*** Provided material ***

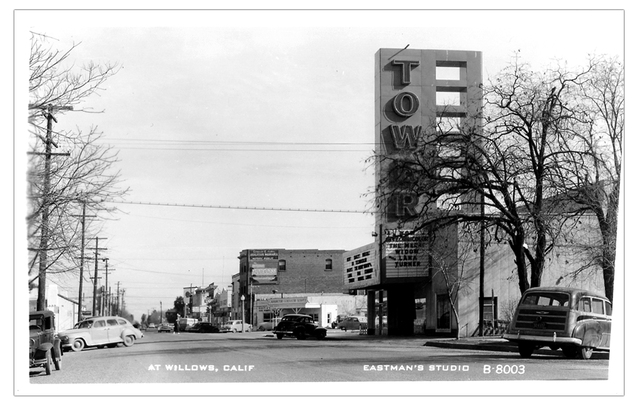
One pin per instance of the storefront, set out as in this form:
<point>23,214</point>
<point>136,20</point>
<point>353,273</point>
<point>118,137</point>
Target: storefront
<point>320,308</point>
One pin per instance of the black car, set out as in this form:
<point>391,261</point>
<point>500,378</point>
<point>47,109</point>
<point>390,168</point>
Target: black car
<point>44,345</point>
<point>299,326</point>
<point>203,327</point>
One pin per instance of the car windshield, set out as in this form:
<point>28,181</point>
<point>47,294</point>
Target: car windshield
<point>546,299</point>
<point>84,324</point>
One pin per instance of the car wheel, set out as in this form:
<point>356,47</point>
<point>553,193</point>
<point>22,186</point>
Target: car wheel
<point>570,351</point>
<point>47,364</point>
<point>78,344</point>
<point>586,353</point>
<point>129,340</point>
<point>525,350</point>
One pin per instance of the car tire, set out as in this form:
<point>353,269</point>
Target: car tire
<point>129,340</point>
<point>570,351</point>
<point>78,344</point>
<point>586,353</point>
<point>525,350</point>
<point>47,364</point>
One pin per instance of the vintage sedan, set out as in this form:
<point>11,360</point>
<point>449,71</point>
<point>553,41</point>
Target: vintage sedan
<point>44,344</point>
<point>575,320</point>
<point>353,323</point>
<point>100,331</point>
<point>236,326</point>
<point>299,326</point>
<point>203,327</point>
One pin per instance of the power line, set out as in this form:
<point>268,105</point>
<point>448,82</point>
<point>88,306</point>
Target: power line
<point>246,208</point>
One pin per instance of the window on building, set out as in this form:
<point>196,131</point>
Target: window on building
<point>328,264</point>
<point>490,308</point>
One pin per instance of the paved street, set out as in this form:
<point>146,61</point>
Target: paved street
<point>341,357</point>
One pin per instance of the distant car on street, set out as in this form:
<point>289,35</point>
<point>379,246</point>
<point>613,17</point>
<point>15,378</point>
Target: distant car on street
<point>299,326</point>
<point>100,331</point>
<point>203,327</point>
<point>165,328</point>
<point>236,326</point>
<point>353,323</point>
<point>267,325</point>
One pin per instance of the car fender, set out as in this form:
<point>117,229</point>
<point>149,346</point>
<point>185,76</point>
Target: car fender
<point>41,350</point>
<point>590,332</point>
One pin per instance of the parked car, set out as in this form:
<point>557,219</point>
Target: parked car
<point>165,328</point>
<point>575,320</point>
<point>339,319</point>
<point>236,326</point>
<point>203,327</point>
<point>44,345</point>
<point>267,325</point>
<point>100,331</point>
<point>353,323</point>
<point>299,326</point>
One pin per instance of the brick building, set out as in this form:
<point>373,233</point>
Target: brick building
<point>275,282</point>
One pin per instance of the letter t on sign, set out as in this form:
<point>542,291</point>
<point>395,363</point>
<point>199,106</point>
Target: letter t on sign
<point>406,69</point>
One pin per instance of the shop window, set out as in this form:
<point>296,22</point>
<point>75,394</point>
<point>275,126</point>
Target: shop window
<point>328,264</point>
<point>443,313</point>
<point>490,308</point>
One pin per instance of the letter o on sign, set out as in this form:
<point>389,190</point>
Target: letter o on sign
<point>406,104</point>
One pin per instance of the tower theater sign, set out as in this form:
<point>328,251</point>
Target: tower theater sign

*** End of Provided material ***
*** Provided material ***

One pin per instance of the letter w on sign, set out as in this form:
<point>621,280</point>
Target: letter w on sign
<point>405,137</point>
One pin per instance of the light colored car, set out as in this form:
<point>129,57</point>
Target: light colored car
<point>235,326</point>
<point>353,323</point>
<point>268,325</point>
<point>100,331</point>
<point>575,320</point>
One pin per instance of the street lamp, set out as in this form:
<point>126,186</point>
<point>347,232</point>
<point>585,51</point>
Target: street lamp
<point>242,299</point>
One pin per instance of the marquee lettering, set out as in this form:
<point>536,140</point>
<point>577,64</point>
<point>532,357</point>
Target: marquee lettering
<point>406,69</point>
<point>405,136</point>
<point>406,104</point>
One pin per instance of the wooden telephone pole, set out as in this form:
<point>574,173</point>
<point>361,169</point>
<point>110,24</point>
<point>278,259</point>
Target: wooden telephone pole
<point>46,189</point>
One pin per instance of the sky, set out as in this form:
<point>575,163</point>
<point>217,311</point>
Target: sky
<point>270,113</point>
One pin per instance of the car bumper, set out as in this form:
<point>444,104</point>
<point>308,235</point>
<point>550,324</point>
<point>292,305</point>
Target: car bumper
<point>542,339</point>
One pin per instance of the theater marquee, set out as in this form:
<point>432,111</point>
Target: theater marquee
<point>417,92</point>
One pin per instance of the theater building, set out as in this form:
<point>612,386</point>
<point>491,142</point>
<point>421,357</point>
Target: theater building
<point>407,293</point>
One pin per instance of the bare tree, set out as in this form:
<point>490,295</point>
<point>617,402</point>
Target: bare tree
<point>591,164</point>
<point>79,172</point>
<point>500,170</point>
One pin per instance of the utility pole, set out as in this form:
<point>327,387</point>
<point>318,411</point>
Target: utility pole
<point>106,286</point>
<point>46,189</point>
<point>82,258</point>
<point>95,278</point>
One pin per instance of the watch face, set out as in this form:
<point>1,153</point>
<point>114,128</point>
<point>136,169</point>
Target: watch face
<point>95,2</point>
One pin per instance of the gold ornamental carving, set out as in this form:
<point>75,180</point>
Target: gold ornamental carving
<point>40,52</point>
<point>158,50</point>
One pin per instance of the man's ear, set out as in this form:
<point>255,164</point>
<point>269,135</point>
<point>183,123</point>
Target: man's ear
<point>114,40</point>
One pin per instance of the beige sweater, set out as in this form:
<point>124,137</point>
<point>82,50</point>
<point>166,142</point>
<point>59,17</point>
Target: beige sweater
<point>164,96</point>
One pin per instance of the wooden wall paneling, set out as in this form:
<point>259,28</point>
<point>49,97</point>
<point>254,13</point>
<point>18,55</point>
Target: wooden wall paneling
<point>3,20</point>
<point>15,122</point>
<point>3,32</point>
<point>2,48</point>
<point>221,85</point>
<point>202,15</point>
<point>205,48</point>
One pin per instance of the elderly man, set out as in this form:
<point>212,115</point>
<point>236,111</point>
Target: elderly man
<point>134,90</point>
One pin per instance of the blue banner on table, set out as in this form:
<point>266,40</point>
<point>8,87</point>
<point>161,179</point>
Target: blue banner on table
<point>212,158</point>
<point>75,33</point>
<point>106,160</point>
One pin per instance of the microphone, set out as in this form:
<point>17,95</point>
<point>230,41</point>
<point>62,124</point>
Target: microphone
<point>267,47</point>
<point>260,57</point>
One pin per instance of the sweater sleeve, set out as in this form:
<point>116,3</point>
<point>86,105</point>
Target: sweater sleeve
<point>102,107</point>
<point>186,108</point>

*** End of Provided material ***
*** Provided material ***

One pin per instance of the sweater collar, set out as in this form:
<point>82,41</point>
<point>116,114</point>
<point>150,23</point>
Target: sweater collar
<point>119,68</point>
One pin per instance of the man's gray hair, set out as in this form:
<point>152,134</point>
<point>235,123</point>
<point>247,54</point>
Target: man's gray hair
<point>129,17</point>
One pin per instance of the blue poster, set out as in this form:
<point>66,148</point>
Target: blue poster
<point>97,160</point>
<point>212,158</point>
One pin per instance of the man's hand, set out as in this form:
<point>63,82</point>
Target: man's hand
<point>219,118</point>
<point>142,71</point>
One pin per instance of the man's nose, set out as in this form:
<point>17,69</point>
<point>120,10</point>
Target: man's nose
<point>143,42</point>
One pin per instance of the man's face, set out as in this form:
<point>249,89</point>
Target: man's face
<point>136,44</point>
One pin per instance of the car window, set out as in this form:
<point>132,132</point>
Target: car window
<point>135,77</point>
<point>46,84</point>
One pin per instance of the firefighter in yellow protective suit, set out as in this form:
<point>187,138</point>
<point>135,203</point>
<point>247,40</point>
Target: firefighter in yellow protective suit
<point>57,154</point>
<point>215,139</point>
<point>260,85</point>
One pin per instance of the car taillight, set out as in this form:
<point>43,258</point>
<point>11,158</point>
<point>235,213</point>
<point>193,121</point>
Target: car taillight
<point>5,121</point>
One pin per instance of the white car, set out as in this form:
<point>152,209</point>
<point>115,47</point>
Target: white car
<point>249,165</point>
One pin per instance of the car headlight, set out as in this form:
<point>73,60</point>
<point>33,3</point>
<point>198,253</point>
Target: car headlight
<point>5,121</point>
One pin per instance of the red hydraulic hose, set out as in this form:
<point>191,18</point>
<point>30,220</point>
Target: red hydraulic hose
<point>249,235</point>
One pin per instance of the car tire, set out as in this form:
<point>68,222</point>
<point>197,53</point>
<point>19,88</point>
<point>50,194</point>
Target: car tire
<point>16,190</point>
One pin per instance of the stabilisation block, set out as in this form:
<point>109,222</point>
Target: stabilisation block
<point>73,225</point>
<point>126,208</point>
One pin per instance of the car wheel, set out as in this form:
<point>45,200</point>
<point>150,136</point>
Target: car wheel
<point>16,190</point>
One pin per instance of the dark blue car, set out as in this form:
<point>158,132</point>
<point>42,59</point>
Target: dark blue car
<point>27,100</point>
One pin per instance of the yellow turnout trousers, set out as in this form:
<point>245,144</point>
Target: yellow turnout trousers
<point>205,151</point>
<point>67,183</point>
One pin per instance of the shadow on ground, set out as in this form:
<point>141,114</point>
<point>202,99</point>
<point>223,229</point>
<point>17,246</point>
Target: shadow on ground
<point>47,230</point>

*** End of Provided material ***

## About this exercise
If a line in the entries above contains the word "tower", copy it.

## Solution to this problem
One pin per instance of the tower theater sign, set out as in this form:
Target: tower theater sign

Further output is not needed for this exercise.